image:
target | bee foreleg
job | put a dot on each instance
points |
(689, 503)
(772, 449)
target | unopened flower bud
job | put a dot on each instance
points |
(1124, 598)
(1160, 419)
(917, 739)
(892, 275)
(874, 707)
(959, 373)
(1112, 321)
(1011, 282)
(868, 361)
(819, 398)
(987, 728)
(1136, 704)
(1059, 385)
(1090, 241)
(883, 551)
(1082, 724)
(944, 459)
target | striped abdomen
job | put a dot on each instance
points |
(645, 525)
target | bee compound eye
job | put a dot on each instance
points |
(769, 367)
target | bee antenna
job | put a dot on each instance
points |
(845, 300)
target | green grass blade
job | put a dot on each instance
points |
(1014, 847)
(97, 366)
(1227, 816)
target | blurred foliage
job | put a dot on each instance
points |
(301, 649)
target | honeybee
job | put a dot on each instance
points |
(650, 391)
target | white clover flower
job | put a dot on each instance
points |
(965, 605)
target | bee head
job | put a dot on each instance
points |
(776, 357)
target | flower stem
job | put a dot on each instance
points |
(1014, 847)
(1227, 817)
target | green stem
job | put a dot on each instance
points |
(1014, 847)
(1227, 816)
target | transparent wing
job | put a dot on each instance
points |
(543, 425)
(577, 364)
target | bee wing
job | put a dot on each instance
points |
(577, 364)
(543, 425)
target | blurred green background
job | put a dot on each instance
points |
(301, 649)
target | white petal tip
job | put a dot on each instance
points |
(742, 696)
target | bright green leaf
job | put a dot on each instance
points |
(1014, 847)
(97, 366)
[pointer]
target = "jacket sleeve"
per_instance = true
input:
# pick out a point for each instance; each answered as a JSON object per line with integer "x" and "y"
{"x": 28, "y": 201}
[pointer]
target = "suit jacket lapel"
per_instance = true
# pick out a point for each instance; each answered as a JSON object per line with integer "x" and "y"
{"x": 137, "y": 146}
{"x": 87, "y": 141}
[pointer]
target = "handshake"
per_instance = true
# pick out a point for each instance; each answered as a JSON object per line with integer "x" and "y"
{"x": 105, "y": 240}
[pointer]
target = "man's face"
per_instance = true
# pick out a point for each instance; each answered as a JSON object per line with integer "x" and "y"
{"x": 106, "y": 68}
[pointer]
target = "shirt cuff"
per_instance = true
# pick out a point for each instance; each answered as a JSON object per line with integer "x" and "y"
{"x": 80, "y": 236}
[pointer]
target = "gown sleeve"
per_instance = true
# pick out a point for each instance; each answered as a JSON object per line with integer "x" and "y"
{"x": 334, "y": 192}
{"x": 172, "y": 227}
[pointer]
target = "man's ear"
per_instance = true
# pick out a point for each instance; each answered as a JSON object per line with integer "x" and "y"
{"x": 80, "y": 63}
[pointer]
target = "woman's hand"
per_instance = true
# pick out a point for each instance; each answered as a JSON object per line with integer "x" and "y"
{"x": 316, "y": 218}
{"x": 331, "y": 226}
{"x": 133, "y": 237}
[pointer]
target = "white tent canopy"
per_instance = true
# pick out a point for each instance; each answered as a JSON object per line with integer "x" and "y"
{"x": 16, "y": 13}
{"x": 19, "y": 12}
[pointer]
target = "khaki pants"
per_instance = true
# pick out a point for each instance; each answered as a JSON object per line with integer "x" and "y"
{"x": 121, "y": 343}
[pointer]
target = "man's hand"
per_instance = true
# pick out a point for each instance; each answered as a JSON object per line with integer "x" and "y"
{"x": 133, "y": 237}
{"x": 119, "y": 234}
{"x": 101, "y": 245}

* * *

WHAT THIS TASK INVOLVES: The required output is each line of the entries that contains the word "sleeve".

SOLUTION BELOW:
target = "jacket sleeve"
target = "gown sleeve"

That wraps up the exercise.